▸ **TASK DIRECTIONS**: All lines of the entries with "brown" in them must be listed.
◆ ◆ ◆
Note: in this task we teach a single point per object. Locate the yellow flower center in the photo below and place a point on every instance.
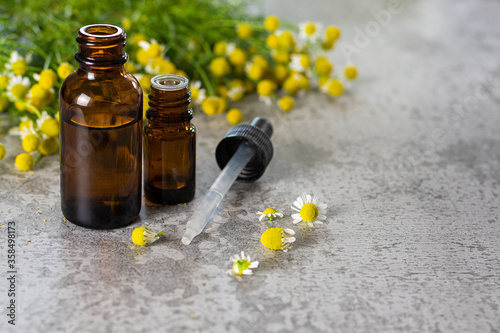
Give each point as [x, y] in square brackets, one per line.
[24, 162]
[4, 81]
[272, 238]
[238, 57]
[286, 103]
[265, 88]
[309, 212]
[271, 23]
[323, 66]
[219, 67]
[291, 85]
[272, 41]
[240, 266]
[244, 31]
[48, 78]
[220, 48]
[31, 142]
[19, 90]
[335, 88]
[310, 29]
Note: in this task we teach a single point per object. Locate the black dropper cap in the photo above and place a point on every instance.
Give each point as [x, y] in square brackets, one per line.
[257, 135]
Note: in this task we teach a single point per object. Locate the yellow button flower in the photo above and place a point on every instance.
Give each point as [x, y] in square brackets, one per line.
[143, 236]
[323, 66]
[64, 70]
[255, 72]
[271, 23]
[286, 40]
[24, 162]
[4, 81]
[351, 72]
[244, 31]
[47, 78]
[238, 57]
[234, 116]
[309, 209]
[291, 85]
[50, 127]
[278, 239]
[265, 88]
[286, 103]
[272, 41]
[3, 152]
[332, 33]
[219, 67]
[335, 88]
[210, 105]
[220, 48]
[49, 146]
[31, 142]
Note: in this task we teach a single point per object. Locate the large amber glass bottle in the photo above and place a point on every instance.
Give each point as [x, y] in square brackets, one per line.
[169, 142]
[101, 133]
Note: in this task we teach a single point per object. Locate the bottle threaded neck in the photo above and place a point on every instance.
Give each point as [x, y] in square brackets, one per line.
[101, 45]
[169, 99]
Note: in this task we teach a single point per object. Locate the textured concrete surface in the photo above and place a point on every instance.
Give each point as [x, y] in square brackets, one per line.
[408, 161]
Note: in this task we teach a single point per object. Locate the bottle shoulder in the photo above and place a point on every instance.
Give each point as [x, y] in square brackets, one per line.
[103, 87]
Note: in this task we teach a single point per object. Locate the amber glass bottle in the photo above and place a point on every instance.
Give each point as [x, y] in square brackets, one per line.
[169, 142]
[101, 133]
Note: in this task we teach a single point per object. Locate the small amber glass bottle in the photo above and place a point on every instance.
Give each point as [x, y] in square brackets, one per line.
[101, 133]
[169, 142]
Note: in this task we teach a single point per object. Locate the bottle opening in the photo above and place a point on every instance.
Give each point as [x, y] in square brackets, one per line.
[101, 31]
[169, 82]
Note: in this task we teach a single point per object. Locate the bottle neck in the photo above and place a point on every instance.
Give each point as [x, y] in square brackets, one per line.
[101, 46]
[169, 102]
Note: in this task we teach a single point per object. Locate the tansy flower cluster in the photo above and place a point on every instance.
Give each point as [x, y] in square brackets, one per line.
[29, 94]
[310, 211]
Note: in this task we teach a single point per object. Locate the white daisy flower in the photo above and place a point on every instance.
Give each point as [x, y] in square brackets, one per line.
[309, 209]
[309, 30]
[198, 94]
[18, 87]
[242, 265]
[270, 213]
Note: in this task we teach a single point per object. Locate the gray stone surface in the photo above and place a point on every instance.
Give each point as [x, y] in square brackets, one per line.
[408, 161]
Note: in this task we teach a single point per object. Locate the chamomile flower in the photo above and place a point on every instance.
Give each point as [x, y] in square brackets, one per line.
[198, 94]
[309, 30]
[17, 63]
[270, 214]
[18, 87]
[143, 236]
[300, 62]
[242, 265]
[278, 239]
[309, 209]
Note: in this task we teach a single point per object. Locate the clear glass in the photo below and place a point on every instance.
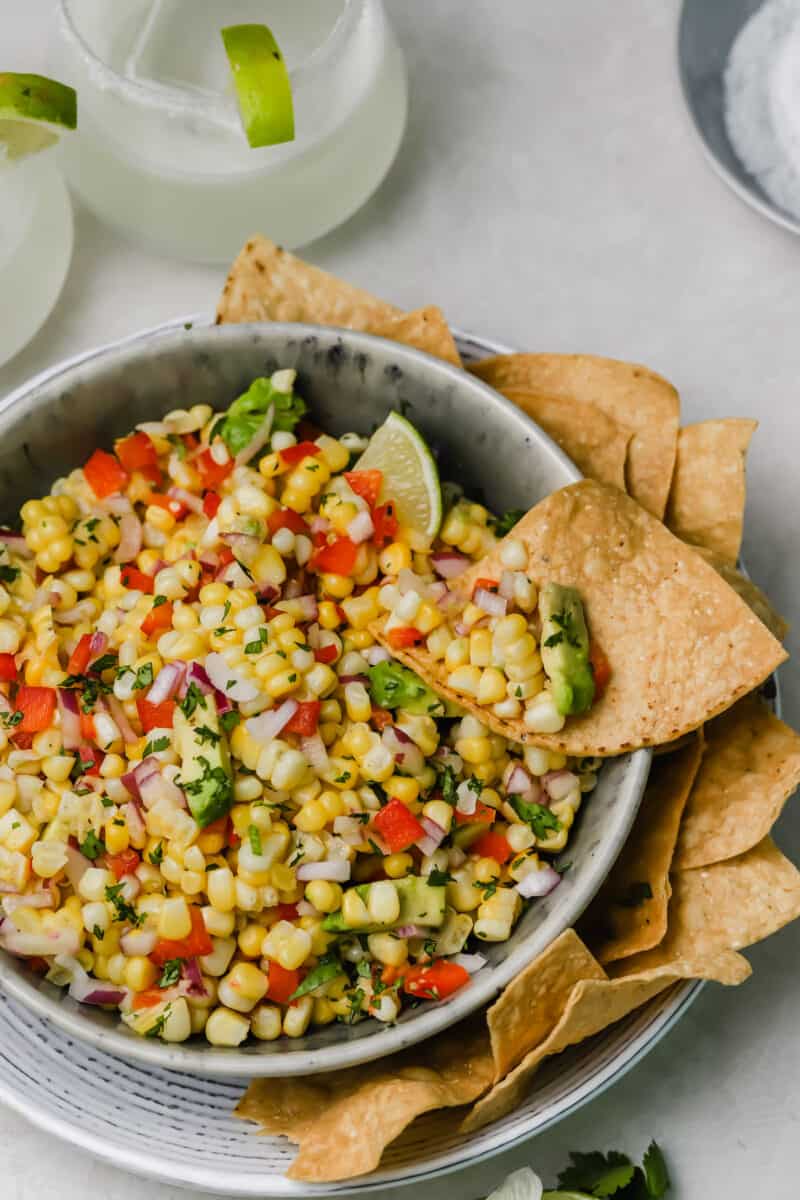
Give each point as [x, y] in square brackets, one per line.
[160, 151]
[35, 247]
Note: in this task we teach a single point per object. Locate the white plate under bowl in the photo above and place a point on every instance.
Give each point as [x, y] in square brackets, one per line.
[179, 1128]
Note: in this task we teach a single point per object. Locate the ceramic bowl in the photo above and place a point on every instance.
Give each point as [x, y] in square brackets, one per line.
[350, 382]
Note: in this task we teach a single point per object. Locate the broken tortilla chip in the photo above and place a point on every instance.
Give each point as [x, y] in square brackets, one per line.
[750, 593]
[269, 283]
[727, 905]
[595, 443]
[707, 499]
[641, 402]
[751, 767]
[593, 1006]
[530, 1006]
[629, 915]
[681, 645]
[344, 1120]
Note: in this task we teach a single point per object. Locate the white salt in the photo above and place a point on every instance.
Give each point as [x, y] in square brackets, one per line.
[762, 100]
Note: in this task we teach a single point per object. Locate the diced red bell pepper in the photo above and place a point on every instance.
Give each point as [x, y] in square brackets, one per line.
[132, 577]
[137, 451]
[196, 946]
[482, 815]
[492, 845]
[293, 455]
[385, 525]
[336, 558]
[282, 984]
[326, 654]
[212, 473]
[397, 826]
[286, 519]
[366, 484]
[37, 706]
[382, 718]
[90, 760]
[305, 720]
[601, 669]
[155, 717]
[158, 619]
[125, 863]
[403, 636]
[211, 502]
[437, 981]
[104, 474]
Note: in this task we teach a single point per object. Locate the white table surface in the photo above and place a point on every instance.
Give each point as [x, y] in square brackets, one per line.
[549, 193]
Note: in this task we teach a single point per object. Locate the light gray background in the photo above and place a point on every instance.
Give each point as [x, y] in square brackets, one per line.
[549, 193]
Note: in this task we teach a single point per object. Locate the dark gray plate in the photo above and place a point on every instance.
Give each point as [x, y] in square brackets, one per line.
[707, 31]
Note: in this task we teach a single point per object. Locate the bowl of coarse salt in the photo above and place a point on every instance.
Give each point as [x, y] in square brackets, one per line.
[740, 72]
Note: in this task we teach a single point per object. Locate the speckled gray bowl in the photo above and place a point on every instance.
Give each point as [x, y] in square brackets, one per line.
[352, 382]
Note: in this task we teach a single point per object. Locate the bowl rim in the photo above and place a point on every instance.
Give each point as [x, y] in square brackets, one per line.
[226, 1063]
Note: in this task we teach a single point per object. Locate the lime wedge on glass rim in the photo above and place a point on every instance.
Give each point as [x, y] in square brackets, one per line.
[410, 477]
[34, 113]
[262, 83]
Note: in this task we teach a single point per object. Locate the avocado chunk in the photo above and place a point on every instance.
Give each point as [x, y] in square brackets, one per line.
[421, 904]
[392, 685]
[565, 648]
[205, 761]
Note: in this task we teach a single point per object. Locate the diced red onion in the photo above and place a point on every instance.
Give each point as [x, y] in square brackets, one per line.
[470, 963]
[186, 498]
[449, 564]
[130, 539]
[61, 941]
[465, 799]
[258, 441]
[433, 837]
[316, 753]
[337, 870]
[77, 867]
[558, 784]
[361, 527]
[139, 941]
[505, 587]
[120, 719]
[489, 601]
[270, 724]
[376, 654]
[167, 683]
[539, 883]
[70, 719]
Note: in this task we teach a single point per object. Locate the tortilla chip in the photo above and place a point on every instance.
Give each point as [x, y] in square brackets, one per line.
[707, 499]
[750, 593]
[269, 283]
[727, 905]
[751, 768]
[629, 915]
[641, 402]
[594, 1005]
[344, 1120]
[681, 645]
[530, 1006]
[595, 443]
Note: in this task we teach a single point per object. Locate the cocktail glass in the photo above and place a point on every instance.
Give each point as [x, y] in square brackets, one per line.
[35, 247]
[161, 154]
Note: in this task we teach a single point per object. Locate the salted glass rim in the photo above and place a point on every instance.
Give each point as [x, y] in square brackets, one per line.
[108, 78]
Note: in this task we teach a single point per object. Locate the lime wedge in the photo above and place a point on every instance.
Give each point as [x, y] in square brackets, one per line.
[262, 82]
[34, 113]
[410, 475]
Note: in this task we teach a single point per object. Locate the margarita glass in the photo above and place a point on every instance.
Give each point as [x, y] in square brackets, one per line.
[162, 155]
[35, 246]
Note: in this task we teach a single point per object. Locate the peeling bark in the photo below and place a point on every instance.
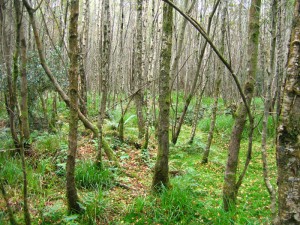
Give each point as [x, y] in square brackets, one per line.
[288, 139]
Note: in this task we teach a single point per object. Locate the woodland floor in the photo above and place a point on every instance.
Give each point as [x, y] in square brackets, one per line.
[124, 195]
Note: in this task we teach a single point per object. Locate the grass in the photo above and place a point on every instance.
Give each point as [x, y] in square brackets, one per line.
[195, 196]
[88, 176]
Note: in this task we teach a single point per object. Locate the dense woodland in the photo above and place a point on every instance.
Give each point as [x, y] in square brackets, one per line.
[149, 112]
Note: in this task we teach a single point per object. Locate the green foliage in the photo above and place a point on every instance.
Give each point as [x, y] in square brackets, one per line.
[174, 206]
[53, 213]
[10, 170]
[89, 176]
[47, 143]
[95, 206]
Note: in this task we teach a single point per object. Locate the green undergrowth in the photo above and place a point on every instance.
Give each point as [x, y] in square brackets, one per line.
[195, 196]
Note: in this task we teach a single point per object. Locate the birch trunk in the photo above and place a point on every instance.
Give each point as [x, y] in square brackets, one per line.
[288, 141]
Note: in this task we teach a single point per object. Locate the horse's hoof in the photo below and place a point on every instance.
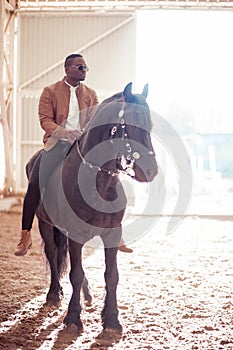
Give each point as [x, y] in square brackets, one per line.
[113, 331]
[110, 335]
[88, 302]
[53, 303]
[74, 329]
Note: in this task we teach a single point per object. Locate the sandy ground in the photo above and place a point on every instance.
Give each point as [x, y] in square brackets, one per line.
[175, 292]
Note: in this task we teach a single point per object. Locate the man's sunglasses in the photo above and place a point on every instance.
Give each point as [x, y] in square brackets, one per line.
[80, 67]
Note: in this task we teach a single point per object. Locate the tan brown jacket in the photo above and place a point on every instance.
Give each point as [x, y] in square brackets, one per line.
[54, 107]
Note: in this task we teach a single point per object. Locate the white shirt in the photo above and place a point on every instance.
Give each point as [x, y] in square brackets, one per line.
[72, 122]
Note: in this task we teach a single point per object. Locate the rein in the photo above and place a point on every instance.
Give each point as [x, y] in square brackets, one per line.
[127, 162]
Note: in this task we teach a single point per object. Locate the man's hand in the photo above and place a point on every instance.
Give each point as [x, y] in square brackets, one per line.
[72, 135]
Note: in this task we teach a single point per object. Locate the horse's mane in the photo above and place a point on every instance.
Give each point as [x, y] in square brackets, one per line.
[118, 97]
[115, 97]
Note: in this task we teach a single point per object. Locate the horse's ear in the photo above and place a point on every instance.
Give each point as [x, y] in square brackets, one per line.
[145, 91]
[127, 93]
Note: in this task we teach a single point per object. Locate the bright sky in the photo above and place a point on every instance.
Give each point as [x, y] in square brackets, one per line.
[187, 58]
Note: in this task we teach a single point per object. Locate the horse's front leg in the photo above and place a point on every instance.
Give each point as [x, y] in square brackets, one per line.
[110, 311]
[55, 293]
[76, 278]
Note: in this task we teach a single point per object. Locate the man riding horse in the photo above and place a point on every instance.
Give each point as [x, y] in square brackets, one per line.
[65, 108]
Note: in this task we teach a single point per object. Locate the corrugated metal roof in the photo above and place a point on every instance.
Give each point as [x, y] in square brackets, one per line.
[119, 5]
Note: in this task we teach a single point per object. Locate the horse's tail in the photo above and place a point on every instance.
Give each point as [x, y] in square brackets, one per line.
[61, 242]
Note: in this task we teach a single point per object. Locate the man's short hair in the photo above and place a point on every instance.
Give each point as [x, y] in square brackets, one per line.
[69, 59]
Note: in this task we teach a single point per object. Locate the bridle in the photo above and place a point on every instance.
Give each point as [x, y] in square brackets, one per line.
[127, 161]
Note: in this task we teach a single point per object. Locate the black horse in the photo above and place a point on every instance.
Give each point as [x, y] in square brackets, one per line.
[85, 197]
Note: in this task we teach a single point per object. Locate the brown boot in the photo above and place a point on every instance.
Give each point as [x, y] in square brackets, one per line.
[24, 244]
[123, 248]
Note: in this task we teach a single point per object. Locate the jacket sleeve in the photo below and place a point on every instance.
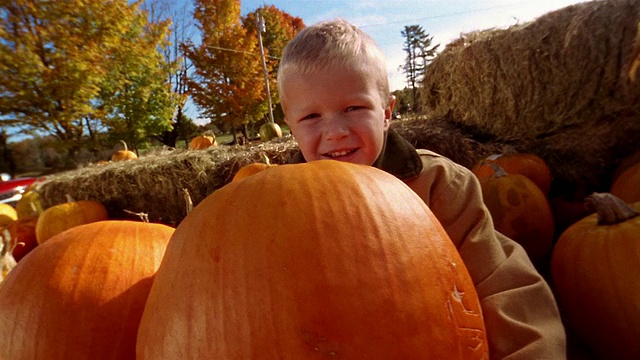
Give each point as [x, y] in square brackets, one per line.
[520, 313]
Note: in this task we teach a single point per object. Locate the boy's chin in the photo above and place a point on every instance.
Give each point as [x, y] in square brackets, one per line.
[351, 158]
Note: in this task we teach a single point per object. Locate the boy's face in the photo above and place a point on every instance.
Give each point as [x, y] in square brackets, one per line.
[336, 113]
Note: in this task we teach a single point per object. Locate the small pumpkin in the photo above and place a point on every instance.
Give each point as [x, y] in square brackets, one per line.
[627, 185]
[61, 217]
[520, 211]
[81, 294]
[8, 214]
[203, 142]
[530, 165]
[253, 168]
[595, 269]
[336, 273]
[269, 131]
[124, 154]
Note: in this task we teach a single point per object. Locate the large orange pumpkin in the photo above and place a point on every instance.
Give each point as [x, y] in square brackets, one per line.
[338, 261]
[627, 184]
[530, 165]
[253, 168]
[596, 272]
[520, 211]
[81, 294]
[61, 217]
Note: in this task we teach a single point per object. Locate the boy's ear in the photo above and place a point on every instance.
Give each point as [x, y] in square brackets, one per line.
[388, 112]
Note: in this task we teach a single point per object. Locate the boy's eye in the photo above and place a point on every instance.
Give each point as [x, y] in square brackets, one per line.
[310, 116]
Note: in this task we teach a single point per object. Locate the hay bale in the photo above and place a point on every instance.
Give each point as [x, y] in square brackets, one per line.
[566, 69]
[154, 184]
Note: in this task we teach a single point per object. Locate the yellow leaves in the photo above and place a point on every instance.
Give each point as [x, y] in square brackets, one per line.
[635, 65]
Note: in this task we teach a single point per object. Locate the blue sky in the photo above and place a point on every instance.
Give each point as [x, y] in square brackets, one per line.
[445, 20]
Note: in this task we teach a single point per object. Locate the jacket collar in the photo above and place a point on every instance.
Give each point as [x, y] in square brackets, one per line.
[398, 157]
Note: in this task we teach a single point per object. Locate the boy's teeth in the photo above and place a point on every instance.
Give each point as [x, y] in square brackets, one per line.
[339, 153]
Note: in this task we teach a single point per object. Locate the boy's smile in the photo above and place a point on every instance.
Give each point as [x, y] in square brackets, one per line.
[336, 113]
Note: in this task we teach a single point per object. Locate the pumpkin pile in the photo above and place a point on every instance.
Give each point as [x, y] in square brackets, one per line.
[336, 273]
[81, 293]
[514, 189]
[595, 269]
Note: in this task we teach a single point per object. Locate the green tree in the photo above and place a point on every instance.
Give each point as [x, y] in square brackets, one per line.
[419, 51]
[57, 59]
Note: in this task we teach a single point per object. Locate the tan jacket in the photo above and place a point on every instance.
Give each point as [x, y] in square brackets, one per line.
[520, 313]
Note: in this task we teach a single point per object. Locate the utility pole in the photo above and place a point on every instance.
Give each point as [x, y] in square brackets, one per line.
[260, 26]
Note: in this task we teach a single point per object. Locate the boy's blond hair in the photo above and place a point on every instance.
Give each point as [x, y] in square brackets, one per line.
[334, 43]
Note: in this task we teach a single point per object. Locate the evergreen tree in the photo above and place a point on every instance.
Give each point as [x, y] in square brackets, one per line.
[417, 44]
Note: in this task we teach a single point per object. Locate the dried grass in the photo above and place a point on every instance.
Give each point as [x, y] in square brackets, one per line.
[567, 68]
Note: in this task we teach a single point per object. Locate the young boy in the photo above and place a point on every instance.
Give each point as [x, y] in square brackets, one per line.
[335, 95]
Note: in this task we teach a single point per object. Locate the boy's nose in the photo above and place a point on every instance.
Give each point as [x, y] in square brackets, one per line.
[335, 128]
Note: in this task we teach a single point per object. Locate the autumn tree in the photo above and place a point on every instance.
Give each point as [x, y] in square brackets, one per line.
[58, 60]
[225, 82]
[280, 28]
[137, 96]
[182, 29]
[419, 51]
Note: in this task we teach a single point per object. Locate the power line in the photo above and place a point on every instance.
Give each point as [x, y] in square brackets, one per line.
[444, 15]
[240, 51]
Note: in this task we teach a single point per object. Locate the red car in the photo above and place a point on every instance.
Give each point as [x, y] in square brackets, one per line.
[11, 190]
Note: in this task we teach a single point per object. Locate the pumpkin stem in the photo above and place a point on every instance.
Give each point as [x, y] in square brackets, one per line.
[610, 208]
[187, 200]
[498, 171]
[7, 261]
[144, 217]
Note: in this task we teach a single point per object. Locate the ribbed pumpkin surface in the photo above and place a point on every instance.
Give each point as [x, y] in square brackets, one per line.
[80, 295]
[522, 212]
[324, 259]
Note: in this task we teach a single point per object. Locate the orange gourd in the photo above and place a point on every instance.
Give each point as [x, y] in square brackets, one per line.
[338, 261]
[124, 154]
[269, 131]
[8, 214]
[595, 269]
[530, 165]
[29, 204]
[81, 294]
[23, 236]
[253, 168]
[202, 142]
[520, 211]
[61, 217]
[627, 184]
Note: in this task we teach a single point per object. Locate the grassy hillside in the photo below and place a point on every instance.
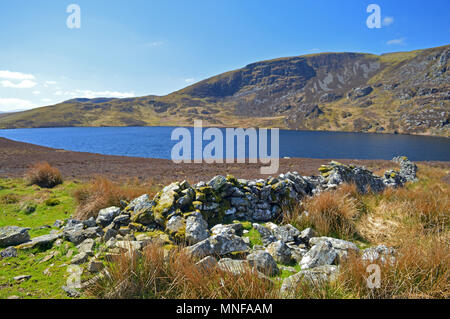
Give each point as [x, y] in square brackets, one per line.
[404, 92]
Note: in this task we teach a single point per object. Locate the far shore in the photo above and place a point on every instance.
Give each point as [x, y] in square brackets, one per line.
[17, 157]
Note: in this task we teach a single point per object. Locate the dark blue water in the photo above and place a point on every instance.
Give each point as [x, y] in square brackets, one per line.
[155, 142]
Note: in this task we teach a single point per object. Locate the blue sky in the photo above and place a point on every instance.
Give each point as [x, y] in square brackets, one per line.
[142, 47]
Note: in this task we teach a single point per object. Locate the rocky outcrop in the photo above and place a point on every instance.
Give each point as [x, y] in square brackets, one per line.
[208, 219]
[13, 235]
[314, 277]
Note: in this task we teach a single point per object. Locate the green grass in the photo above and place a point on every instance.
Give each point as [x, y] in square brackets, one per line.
[51, 204]
[255, 237]
[40, 285]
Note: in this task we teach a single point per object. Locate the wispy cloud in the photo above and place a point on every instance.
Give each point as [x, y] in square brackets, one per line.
[4, 74]
[400, 41]
[13, 104]
[155, 44]
[387, 21]
[88, 94]
[24, 84]
[48, 83]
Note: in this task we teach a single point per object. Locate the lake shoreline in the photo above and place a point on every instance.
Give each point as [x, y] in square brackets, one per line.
[224, 126]
[17, 157]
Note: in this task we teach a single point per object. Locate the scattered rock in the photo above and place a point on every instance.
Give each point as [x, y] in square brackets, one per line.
[380, 253]
[218, 245]
[9, 252]
[196, 228]
[315, 277]
[13, 236]
[236, 267]
[207, 263]
[22, 278]
[263, 262]
[320, 254]
[280, 252]
[79, 259]
[95, 266]
[106, 215]
[41, 241]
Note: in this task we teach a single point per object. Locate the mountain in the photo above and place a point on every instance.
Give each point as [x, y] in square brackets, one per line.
[403, 92]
◆ ◆ ◆
▸ **SOLVED PROBLEM**:
Note: in this task we teach a single point per object. Locate the tan brown jacket in the photo above and place a point on every instance.
Note: in this task we teach a single point per object. Locate the brown boot in the photo above and place a point on every instance.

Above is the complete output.